### WRITTEN PROBLEM
Reproduce each of the following items word for word, leaving out the pictures.

### EXERCISE INPUTS
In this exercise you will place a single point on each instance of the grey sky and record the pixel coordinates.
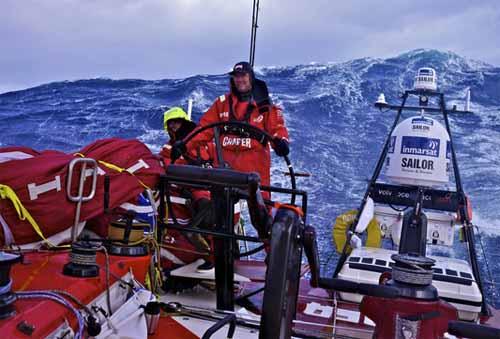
(50, 40)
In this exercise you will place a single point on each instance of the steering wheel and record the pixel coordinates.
(247, 131)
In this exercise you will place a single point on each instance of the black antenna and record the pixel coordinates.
(253, 37)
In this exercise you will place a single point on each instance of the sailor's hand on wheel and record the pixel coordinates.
(178, 149)
(280, 146)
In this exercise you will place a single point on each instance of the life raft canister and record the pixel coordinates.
(344, 221)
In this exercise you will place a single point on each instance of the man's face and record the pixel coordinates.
(242, 82)
(174, 124)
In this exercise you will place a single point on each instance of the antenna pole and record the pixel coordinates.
(253, 36)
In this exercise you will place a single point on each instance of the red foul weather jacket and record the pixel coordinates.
(243, 153)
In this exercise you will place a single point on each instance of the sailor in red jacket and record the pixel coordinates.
(249, 102)
(191, 207)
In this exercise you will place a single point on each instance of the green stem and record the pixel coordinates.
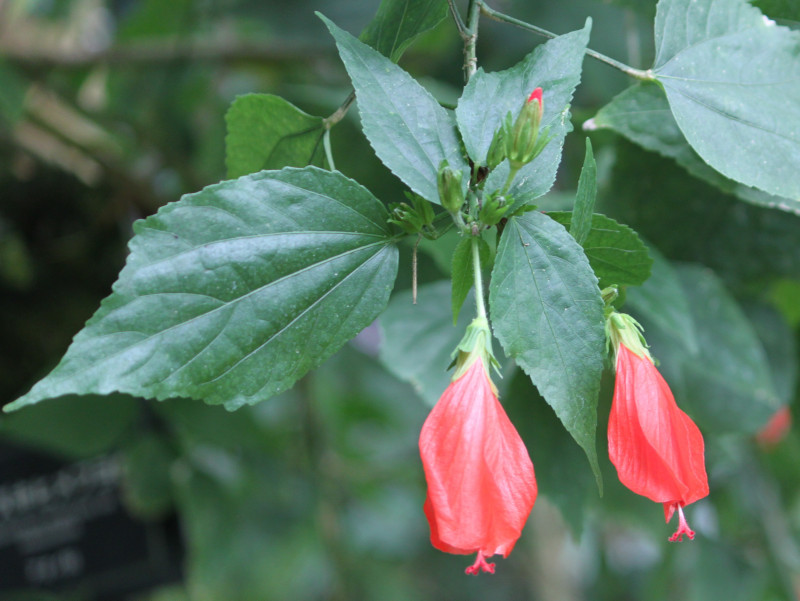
(462, 29)
(502, 17)
(511, 175)
(339, 114)
(326, 142)
(471, 42)
(478, 274)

### RESULT
In this exercise you will place a single point on each instance of the grey sky and record the pixel coordinates.
(50, 40)
In this exercise you will place a single point on each instance of the steering wheel and record the pixel coordinates.
(247, 131)
In this exercise you will place a single point on each instance of the black antenna and record the pixel coordinates.
(253, 37)
In this exercise you will place a single point on each instance of the sailor's hand on wheel and record the pixel coordinates.
(178, 149)
(280, 146)
In this exercise you will place a single point on each instance of the life raft canister and record the pixel coordinates.
(344, 221)
In this exercise you will place a single point on each instance of the man's face and record the pixel coordinates.
(242, 82)
(174, 124)
In this exercise you will place a single point on each instance of the antenna pole and record the pixel coordinates.
(253, 36)
In this exercise you will place a single point on each instance of the red foul weather jacket and record the pixel coordinates.
(243, 153)
In this exercise you will place a single point on each instance of the sailor in red jacket and record the pixel coordinates.
(249, 102)
(191, 207)
In this exercise you will place a single point on each instance of the green stem and record the pixel coordinates.
(462, 29)
(502, 17)
(511, 175)
(339, 114)
(326, 142)
(471, 42)
(478, 274)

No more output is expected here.